Objectif — Renvoyez, sans la moindre modification, tout ce qui va de "Et la vérité" jusqu'à "nombreux ouvrages (1)." dans l'extrait sur l'expérience de la vérité.

Extrait du texte —
-*-*-
Et la vérité dans tout ça ?
#2 L’expérience de la vérité
À propos de Bertrand Vergely:
Philosophe, théologien et essayiste français, Bertrand Vergely a enseigné à Sciences Po Paris. Il est professeur en classes préparatoires au lycée Pothier d’Orléans, aux grandes écoles en Khâgne (Ulm) et en Khâgne (B/L). Il est également maître de conférence en théologie morale à l’Institut Saint-Serge, la faculté orthodoxe de Paris. Il a créé la collection de livres philosophiques Les Essentiels de Milan et est également l’auteur de nombreux ouvrages (1).
Il faut avoir l’humilité de la vérité, c’est-à-dire revenir aux définitions de la vérité et en particulier à sa définition métaphysique. Je suis totalement opposé à mon époque qui veut éliminer une fois pour toutes la métaphysique en pensant que le temps de la métaphysique est fini. Il n’est absolument pas fini mais au cœur de toute chose ;
L’expérience de la métaphysique est ce qui se passe quand je m’arrête, que je respire, que j’écoute et que je regarde, que je passe de l’existence à l’existence qui Est, c’est à dire à l’existence pleinement vécue.
-*-*-
Enregistrements de pointage —
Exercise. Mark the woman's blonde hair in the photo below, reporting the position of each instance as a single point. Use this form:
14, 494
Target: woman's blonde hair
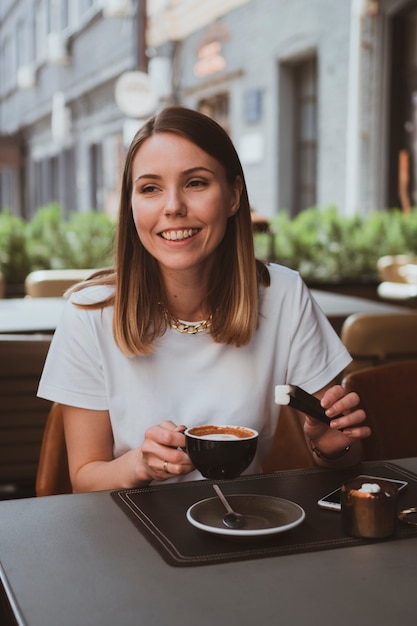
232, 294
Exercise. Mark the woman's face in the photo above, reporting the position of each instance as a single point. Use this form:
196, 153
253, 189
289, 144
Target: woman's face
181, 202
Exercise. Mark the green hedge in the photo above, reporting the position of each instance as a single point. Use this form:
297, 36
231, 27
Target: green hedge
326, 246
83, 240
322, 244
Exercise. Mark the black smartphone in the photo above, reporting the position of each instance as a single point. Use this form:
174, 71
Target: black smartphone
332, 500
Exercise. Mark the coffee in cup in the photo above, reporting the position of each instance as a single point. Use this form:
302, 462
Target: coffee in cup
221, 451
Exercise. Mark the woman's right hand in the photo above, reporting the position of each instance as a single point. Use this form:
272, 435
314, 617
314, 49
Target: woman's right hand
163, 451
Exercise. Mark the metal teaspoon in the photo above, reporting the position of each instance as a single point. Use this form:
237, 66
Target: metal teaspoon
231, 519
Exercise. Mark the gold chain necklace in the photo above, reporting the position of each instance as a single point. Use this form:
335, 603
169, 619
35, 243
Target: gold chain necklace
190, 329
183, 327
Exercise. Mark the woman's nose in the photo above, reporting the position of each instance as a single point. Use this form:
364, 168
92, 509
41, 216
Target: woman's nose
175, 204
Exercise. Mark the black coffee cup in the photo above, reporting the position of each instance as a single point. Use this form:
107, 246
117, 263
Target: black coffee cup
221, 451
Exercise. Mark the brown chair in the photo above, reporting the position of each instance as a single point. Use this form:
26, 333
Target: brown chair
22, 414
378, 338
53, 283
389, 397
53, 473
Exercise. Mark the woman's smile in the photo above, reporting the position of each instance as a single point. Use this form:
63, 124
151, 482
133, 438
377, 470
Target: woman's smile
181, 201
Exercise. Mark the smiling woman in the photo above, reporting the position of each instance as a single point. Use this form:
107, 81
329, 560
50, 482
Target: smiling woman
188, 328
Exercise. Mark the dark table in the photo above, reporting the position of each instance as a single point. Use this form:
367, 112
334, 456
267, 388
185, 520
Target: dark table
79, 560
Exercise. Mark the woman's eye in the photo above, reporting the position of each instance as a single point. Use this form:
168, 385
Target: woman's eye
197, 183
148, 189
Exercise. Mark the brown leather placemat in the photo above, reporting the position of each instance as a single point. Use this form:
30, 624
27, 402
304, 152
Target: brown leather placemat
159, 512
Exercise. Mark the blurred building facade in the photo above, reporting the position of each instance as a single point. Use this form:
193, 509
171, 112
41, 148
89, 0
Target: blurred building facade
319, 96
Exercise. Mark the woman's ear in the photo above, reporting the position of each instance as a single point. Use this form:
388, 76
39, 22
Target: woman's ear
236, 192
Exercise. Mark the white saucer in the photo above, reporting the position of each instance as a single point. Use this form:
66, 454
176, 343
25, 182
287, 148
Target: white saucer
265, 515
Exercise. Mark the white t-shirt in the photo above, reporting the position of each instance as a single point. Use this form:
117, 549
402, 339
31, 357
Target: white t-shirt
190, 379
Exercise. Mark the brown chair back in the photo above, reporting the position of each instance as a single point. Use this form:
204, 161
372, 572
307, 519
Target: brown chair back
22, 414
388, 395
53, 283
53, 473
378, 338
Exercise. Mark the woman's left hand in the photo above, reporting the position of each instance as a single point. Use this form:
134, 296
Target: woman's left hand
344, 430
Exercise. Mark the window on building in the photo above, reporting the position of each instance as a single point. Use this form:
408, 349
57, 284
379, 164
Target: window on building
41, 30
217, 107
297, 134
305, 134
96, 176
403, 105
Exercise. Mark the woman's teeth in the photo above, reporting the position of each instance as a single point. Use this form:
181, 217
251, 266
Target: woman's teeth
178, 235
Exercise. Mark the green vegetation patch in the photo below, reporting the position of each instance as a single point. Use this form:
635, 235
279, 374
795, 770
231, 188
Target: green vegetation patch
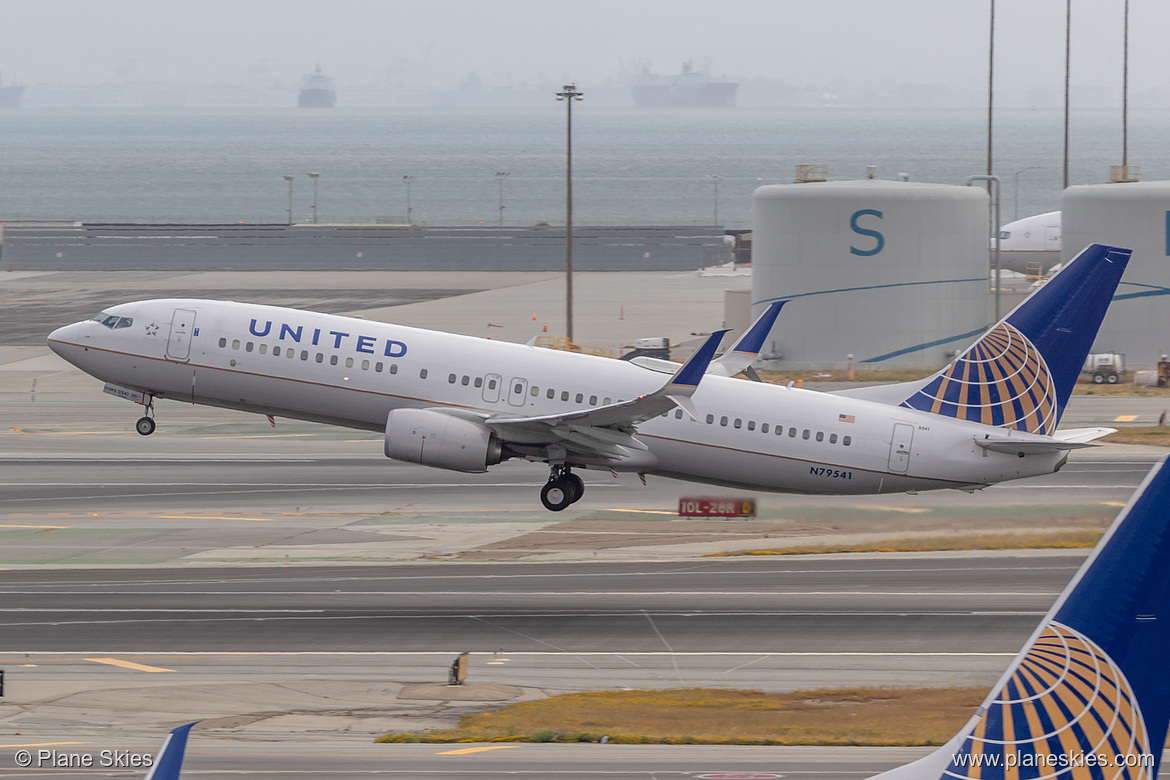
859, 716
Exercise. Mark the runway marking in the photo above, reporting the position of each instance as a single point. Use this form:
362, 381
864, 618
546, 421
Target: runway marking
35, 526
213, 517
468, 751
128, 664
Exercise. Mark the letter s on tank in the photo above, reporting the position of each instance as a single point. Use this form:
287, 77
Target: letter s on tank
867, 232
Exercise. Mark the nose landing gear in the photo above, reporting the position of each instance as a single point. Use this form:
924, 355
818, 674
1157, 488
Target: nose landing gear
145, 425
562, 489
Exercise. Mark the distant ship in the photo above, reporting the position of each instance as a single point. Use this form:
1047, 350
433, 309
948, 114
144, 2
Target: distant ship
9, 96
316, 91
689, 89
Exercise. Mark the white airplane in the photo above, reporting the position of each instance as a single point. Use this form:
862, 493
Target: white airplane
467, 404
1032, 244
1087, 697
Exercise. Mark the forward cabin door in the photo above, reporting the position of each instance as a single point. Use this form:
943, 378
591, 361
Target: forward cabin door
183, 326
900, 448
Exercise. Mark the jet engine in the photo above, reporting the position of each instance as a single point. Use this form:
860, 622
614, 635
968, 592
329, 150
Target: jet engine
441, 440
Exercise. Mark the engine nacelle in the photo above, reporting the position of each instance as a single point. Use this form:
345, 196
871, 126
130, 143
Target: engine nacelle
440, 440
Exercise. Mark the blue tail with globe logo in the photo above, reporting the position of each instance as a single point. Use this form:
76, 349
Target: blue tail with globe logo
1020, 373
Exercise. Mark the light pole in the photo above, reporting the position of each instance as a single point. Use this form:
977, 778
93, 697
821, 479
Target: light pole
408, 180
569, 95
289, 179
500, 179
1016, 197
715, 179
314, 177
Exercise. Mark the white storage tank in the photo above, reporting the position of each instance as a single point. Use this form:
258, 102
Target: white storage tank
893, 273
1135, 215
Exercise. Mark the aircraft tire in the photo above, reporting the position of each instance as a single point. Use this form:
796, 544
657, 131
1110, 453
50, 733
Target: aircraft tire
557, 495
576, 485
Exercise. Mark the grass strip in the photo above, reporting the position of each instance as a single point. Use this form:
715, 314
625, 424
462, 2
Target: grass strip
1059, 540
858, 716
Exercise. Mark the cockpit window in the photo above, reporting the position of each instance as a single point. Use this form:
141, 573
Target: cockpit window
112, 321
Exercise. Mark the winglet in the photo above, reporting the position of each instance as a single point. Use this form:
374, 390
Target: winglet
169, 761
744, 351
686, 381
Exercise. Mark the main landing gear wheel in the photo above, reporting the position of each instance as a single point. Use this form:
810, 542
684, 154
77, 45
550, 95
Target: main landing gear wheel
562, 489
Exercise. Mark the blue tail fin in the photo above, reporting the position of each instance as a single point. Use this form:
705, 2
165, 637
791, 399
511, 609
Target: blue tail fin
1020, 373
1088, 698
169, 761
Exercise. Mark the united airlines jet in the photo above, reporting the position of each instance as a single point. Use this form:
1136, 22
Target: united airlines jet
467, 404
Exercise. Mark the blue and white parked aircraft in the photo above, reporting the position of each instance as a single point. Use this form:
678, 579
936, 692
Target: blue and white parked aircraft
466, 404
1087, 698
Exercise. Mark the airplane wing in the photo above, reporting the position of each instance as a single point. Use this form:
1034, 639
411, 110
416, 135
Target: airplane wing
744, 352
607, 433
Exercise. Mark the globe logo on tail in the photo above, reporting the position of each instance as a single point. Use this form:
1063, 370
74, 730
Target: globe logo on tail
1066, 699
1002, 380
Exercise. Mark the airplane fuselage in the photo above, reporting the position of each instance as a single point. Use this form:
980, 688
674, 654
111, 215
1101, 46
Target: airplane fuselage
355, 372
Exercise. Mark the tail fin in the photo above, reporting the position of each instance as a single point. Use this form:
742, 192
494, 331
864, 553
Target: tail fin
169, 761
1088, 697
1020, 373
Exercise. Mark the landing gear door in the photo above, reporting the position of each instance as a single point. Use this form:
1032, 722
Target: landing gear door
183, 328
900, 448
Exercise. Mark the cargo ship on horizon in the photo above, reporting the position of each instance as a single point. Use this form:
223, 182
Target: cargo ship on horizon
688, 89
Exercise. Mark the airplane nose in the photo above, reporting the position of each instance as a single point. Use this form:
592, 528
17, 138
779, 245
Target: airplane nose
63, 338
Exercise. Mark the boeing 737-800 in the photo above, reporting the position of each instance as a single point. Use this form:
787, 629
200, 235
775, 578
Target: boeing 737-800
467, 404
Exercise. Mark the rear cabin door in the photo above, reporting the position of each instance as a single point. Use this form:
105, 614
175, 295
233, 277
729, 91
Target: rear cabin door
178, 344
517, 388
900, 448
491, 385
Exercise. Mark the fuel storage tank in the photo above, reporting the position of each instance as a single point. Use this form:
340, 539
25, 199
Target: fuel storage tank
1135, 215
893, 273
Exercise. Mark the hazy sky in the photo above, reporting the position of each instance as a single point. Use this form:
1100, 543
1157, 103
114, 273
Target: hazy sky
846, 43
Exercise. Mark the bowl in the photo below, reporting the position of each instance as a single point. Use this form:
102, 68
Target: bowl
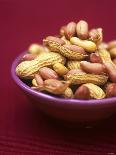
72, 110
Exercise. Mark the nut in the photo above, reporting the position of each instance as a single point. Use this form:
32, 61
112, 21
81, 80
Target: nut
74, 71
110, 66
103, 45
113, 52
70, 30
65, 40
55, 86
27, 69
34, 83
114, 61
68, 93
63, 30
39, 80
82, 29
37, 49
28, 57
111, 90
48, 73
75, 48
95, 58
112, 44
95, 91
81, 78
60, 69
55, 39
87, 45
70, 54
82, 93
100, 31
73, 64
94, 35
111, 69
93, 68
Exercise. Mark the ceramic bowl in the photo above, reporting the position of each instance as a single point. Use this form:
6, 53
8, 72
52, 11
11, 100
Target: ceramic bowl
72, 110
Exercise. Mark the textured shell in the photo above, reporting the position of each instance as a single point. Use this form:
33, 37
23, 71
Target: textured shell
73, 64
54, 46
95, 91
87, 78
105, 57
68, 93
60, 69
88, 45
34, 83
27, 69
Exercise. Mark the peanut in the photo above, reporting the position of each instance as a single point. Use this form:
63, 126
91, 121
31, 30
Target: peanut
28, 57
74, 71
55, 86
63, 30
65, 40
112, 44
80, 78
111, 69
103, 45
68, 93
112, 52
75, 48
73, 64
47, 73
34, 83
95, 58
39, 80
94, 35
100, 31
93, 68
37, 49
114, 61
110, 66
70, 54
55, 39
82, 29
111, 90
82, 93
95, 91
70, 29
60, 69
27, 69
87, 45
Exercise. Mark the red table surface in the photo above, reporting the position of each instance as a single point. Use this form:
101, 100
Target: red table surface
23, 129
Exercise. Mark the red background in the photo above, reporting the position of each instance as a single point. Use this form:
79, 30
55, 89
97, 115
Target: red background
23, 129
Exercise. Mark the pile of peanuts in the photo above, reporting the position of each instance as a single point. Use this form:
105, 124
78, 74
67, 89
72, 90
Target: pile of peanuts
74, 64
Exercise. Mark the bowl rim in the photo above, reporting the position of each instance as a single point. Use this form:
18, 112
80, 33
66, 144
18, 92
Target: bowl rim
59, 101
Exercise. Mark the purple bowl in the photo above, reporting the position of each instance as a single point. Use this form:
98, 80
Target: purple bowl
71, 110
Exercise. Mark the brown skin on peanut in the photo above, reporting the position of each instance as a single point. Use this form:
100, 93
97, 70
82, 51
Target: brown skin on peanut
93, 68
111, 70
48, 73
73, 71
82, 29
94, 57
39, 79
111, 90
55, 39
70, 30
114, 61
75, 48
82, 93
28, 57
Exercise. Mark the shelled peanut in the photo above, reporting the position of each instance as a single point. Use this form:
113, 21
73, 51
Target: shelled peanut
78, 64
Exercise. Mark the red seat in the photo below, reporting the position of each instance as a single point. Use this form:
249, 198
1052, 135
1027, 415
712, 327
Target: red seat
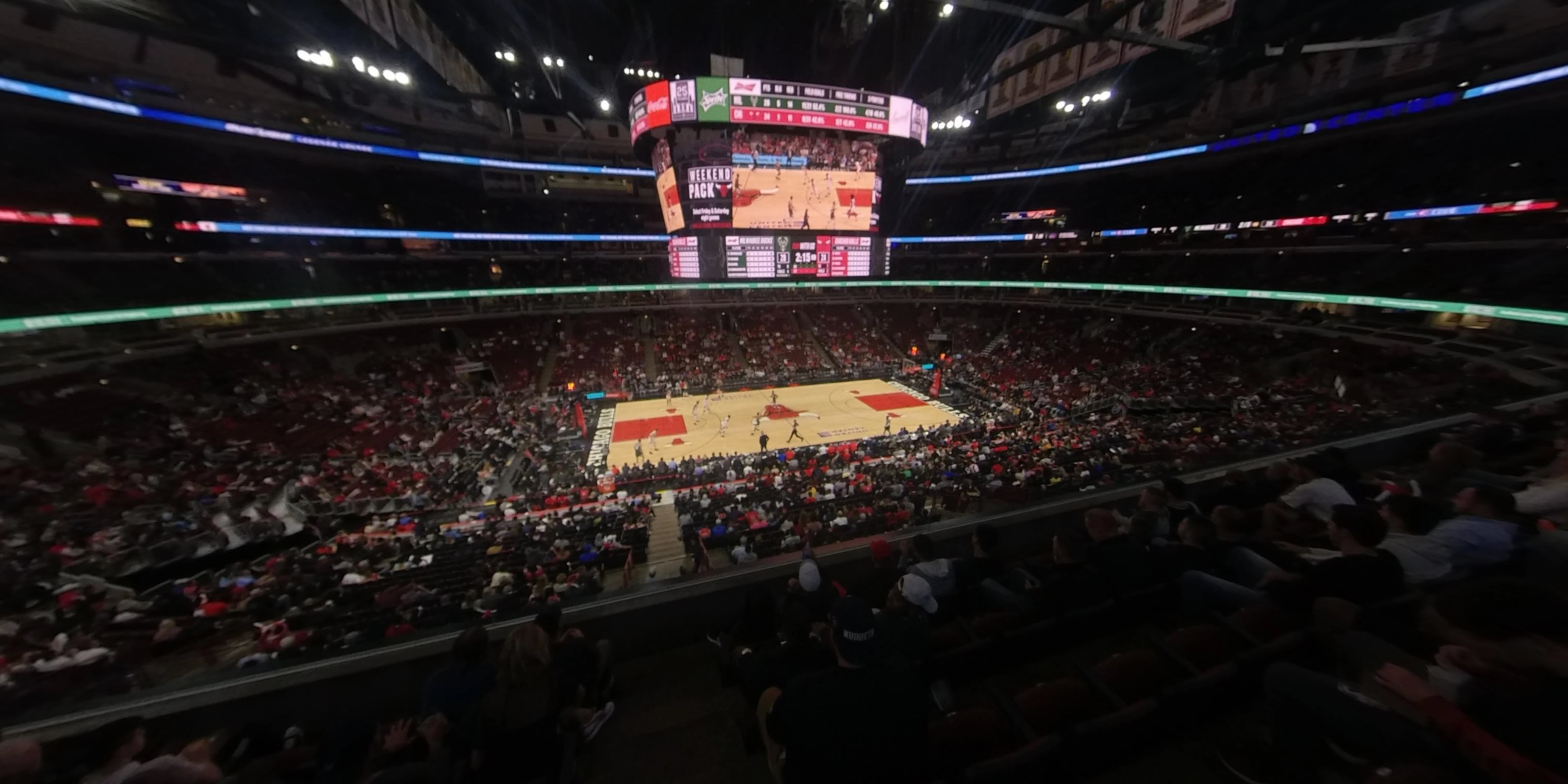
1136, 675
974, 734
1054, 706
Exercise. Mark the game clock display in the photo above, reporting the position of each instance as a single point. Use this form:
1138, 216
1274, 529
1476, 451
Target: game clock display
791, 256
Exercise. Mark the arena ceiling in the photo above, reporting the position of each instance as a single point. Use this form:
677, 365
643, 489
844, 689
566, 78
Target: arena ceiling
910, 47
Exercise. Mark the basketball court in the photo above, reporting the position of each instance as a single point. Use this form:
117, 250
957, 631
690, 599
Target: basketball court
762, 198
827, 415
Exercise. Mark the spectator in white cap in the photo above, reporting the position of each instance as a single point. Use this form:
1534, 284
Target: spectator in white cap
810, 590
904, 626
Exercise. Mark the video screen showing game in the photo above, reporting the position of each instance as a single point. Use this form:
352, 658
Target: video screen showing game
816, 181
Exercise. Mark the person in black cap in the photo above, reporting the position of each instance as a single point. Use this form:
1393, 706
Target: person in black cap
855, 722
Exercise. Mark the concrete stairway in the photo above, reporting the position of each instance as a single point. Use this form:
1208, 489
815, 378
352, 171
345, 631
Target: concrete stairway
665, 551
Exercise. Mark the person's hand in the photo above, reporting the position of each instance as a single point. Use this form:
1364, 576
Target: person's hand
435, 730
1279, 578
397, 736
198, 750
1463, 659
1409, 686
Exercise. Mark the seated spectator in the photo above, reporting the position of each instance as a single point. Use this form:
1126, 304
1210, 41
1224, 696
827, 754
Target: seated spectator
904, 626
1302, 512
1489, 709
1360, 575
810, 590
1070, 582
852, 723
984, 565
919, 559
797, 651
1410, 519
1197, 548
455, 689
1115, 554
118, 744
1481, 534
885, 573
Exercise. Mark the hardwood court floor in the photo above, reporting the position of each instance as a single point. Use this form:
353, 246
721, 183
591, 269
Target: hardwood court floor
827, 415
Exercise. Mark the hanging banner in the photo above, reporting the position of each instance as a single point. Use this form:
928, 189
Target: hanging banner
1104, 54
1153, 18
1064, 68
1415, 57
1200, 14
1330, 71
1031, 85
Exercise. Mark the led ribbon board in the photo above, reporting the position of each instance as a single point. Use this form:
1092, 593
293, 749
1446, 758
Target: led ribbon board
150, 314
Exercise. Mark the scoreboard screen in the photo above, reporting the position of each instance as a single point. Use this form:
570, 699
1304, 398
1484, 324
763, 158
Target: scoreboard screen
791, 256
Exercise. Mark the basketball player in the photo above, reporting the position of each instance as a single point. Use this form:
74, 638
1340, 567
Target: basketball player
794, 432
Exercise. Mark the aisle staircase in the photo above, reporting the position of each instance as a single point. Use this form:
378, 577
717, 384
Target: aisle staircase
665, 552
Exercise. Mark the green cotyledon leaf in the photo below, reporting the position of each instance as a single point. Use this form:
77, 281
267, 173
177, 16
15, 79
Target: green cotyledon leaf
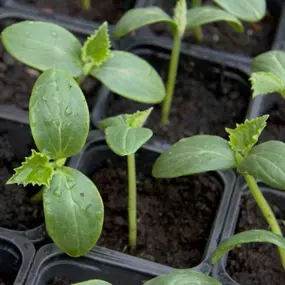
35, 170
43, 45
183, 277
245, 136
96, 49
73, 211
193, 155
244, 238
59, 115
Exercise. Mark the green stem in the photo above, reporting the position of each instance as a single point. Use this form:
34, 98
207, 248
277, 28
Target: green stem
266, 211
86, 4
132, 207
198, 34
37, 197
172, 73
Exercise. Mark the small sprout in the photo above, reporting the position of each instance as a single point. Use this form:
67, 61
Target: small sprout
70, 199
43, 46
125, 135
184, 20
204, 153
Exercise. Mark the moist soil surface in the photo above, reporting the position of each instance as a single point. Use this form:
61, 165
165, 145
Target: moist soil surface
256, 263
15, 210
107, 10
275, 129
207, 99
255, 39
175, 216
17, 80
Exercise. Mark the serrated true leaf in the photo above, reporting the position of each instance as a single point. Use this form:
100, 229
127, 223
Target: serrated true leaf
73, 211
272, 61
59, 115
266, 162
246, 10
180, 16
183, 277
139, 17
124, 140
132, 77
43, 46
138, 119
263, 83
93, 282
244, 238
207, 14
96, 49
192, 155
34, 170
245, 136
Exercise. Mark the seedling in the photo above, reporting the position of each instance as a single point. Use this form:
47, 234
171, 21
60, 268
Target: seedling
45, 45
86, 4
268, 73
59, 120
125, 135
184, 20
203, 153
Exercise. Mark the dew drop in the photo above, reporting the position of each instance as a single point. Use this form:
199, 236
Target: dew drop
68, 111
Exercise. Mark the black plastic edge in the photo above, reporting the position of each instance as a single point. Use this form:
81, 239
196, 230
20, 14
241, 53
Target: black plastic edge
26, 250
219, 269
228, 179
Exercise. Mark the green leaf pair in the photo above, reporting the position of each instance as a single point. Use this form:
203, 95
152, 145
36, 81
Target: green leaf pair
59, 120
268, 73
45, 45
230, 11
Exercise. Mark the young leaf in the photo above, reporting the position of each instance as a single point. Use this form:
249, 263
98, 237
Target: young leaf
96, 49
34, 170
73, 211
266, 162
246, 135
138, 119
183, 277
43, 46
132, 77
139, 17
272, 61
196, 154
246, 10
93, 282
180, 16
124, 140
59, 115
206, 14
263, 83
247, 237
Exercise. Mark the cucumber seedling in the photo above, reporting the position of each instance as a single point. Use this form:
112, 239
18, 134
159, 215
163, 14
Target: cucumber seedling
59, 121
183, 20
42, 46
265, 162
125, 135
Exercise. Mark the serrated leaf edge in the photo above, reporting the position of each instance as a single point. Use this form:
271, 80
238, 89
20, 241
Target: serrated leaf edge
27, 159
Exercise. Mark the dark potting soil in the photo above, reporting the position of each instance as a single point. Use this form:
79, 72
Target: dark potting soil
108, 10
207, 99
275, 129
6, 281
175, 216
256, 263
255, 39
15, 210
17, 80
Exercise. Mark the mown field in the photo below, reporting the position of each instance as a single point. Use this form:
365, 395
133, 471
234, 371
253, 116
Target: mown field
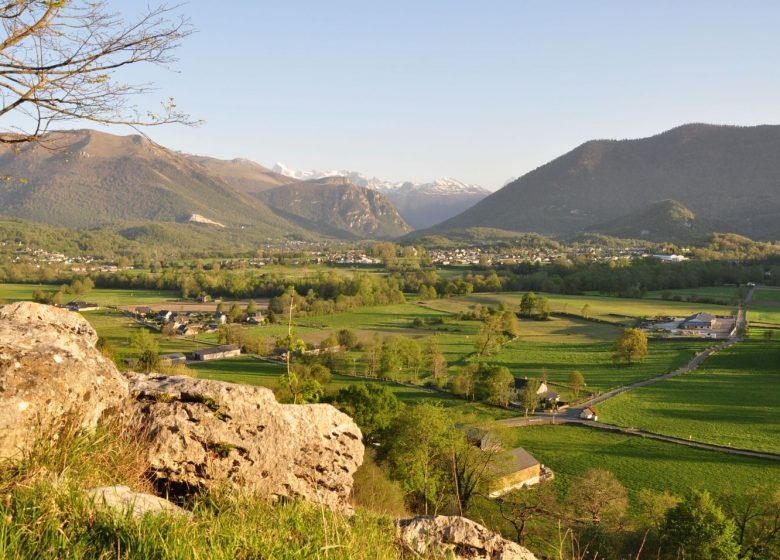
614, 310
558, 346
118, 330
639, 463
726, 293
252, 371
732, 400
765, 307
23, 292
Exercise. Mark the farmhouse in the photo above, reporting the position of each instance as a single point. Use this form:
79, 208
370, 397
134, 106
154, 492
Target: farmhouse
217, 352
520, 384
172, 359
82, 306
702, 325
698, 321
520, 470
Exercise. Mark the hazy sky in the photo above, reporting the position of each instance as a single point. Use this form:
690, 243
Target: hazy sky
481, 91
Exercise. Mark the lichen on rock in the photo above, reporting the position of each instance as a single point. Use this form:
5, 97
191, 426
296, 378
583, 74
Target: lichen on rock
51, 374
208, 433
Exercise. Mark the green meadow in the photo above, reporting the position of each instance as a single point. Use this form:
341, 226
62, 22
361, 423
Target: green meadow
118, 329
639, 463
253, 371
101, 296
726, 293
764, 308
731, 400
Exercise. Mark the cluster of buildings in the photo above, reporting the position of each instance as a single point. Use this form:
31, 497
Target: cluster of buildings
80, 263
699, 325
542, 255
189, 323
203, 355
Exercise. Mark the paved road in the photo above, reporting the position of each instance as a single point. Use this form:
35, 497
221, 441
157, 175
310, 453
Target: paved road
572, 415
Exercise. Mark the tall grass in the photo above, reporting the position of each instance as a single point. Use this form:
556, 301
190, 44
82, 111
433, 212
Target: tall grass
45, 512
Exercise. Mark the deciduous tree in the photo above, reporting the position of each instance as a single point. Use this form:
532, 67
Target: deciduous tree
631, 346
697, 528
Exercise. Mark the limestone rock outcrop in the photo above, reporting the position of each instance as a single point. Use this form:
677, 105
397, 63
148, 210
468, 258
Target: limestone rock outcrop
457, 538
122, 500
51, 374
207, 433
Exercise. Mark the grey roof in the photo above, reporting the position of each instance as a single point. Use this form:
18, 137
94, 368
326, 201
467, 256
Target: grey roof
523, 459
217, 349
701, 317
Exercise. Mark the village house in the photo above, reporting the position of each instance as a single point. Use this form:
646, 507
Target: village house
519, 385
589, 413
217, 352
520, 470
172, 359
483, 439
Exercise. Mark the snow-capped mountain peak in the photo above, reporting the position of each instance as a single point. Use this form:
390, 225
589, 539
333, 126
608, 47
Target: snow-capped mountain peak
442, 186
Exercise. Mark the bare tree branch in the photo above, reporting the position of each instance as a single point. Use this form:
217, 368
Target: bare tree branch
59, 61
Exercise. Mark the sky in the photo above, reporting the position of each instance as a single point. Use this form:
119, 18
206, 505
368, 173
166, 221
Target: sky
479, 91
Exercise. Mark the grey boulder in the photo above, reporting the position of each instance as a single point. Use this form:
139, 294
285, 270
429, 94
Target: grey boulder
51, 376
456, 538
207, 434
-*-*-
Réponse —
Et la vérité dans tout ça ?
#2 L’expérience de la vérité
À propos de Bertrand Vergely:
Philosophe, théologien et essayiste français, Bertrand Vergely a enseigné à Sciences Po Paris. Il est professeur en classes préparatoires au lycée Pothier d’Orléans, aux grandes écoles en Khâgne (Ulm) et en Khâgne (B/L). Il est également maître de conférence en théologie morale à l’Institut Saint-Serge, la faculté orthodoxe de Paris. Il a créé la collection de livres philosophiques Les Essentiels de Milan et est également l’auteur de nombreux ouvrages (1).